Collected data entries
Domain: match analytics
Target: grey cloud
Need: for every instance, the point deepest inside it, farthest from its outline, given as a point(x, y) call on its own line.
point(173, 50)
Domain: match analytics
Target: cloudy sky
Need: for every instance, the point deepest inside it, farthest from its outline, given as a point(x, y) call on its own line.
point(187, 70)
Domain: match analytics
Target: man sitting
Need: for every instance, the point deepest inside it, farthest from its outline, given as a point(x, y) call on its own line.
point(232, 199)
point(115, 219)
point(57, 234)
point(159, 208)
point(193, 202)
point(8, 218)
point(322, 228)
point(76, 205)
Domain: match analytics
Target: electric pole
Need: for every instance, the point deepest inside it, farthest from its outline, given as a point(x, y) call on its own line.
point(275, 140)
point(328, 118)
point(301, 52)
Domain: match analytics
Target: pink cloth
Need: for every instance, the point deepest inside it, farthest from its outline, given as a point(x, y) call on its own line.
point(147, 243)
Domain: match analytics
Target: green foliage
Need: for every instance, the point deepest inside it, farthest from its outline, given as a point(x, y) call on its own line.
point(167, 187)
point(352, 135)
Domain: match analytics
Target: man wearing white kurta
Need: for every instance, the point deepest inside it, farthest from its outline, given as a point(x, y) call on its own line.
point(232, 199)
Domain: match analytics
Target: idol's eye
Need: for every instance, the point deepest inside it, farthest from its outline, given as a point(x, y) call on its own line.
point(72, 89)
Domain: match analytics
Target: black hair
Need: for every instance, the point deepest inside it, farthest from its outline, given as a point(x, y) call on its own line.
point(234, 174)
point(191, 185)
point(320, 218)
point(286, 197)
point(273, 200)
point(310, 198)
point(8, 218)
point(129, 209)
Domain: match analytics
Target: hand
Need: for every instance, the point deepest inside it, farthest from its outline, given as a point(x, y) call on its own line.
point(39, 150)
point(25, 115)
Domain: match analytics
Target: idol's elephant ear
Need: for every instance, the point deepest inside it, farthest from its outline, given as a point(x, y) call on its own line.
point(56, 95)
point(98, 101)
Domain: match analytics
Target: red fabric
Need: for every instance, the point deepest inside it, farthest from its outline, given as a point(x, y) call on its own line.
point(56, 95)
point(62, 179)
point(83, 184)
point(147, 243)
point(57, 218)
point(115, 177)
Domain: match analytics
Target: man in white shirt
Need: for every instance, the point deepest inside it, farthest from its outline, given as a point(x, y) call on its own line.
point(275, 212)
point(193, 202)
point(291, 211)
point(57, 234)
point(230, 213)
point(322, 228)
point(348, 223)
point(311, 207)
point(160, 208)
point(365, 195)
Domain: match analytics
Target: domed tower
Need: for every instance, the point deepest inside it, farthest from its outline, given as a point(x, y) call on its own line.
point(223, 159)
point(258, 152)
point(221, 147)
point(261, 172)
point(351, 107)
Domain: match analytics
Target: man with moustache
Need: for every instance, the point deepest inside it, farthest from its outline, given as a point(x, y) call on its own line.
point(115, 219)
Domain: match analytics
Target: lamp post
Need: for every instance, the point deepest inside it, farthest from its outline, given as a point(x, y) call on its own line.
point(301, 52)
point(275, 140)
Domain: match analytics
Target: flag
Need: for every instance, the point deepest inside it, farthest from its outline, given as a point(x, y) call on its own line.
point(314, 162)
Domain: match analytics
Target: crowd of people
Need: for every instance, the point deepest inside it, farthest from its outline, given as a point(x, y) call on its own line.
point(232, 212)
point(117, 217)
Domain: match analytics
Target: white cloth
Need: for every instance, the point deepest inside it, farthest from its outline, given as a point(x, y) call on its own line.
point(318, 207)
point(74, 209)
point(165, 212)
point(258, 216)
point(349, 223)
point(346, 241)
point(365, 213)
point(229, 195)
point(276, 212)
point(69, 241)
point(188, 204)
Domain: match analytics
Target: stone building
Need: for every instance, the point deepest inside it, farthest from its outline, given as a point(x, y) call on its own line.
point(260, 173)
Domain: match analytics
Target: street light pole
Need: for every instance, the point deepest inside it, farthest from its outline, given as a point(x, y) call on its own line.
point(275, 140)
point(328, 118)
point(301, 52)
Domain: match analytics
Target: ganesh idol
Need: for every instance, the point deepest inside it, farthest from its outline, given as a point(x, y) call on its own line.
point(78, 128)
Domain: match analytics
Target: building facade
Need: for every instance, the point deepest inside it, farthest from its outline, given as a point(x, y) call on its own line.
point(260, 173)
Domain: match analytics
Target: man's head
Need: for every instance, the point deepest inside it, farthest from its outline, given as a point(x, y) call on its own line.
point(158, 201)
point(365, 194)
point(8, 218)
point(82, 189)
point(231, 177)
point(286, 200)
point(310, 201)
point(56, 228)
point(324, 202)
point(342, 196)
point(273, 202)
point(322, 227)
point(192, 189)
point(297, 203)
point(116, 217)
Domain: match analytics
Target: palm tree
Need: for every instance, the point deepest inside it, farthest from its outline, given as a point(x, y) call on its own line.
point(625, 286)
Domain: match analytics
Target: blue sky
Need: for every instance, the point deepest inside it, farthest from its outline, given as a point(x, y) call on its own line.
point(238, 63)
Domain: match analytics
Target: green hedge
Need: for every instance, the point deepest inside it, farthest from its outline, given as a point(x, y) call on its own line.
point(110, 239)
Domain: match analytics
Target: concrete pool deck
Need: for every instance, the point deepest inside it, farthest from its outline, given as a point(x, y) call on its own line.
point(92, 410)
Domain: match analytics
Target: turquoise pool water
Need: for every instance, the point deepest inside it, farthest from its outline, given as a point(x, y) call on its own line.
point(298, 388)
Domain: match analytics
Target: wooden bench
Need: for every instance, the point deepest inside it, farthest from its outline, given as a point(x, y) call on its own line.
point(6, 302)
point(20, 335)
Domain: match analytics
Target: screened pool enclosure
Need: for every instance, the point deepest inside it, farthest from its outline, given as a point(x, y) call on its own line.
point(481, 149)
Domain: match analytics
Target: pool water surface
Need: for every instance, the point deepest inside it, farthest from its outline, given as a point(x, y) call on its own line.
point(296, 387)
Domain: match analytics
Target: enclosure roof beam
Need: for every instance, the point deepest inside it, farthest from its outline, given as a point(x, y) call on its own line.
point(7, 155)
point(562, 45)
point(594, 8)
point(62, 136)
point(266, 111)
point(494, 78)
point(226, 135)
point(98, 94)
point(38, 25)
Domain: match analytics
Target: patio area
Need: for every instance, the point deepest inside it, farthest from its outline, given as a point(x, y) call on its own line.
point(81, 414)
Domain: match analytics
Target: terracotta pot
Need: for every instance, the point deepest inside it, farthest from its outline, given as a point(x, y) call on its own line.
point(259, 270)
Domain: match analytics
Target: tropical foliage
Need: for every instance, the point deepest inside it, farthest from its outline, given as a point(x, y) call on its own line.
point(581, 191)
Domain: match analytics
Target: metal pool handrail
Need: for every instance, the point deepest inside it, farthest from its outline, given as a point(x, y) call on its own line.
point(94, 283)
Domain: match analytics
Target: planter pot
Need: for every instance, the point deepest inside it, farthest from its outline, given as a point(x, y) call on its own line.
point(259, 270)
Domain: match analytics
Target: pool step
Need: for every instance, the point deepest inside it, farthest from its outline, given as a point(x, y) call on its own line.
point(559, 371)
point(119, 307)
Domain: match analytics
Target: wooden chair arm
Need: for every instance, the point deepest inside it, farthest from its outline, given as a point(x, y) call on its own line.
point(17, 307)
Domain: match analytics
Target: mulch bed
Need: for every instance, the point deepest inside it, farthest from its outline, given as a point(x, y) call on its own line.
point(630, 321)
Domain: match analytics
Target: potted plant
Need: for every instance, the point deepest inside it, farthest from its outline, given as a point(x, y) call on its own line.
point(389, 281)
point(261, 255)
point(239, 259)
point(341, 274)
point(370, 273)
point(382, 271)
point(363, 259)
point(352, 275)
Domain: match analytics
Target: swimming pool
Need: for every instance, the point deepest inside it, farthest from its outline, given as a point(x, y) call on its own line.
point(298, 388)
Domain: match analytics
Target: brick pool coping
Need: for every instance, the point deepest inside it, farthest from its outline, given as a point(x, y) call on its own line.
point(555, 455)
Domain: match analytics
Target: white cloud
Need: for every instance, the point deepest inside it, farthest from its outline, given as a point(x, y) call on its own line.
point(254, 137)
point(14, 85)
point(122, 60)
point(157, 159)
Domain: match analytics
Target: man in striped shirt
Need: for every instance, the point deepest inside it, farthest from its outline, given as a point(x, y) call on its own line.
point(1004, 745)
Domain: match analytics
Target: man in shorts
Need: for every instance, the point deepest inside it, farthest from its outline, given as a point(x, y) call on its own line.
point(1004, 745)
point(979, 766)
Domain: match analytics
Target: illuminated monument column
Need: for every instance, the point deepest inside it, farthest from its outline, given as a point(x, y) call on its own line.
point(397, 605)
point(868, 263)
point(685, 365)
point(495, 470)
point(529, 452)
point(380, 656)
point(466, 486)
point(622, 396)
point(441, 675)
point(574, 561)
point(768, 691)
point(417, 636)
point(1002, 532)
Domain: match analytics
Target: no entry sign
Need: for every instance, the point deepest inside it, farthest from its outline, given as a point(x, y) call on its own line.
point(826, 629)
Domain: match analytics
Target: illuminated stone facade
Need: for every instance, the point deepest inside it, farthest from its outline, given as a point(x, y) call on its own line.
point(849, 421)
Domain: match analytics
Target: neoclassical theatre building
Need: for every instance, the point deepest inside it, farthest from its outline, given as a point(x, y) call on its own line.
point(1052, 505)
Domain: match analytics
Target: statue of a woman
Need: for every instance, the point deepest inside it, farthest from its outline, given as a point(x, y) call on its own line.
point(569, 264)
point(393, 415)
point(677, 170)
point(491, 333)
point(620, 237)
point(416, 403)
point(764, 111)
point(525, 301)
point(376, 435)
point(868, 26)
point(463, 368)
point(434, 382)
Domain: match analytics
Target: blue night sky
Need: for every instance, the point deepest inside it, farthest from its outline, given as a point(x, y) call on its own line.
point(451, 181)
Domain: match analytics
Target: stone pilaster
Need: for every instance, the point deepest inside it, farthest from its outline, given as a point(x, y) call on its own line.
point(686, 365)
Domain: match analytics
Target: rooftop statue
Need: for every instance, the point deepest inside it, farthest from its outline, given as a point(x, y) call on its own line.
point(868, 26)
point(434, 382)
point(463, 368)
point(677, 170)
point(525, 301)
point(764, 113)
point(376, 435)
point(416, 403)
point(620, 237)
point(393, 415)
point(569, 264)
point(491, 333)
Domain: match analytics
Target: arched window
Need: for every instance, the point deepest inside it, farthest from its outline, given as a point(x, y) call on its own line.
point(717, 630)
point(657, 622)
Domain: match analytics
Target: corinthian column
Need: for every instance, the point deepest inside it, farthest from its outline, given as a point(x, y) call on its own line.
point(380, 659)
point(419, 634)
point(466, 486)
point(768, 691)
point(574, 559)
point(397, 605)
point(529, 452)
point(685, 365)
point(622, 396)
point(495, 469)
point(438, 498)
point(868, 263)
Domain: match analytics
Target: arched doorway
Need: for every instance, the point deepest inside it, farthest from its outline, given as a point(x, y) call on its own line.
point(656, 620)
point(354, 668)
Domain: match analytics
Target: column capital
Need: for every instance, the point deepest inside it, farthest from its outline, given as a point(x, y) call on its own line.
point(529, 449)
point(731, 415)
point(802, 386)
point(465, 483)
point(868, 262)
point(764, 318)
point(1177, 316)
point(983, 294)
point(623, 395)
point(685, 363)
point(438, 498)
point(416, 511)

= Prompt =
Start with the line above that contains "Target: man in striped shirt" and stop after the line that contains "Target: neoclassical theatre building". Output those lines exactly, and only those.

= Exercise answer =
Target: man in striped shirt
Need: for every instance, the point deepest inside it, farthest from its outline, given as a point(x, y) call on its own line.
point(1004, 745)
Domain: match analytics
Target: man in shorts
Need: for every instance, the point deepest inside it, farthest from its outline, given as a point(x, y) call on its own line.
point(1004, 745)
point(979, 766)
Domain: match analytics
Target: illuminated monument column
Need: for every instance, the point deepest inside it, farthest from its outline, given as a point(x, y) call on its own line.
point(397, 605)
point(868, 263)
point(685, 365)
point(495, 470)
point(529, 452)
point(380, 656)
point(466, 486)
point(622, 396)
point(441, 675)
point(574, 561)
point(768, 691)
point(417, 636)
point(1002, 532)
Domain: match analytics
Target: no entry sign
Need: for every instance, the point deepest inside it, farthest from its outline, given as a point(x, y) call on its own line.
point(826, 629)
Domain: match analytics
Target: illuminated stone facade
Need: for every instance, the point deepest inside it, farthest from its outline, given as a point(x, y) call on its own line.
point(849, 421)
Domain: match analytics
Target: neoclassical theatre building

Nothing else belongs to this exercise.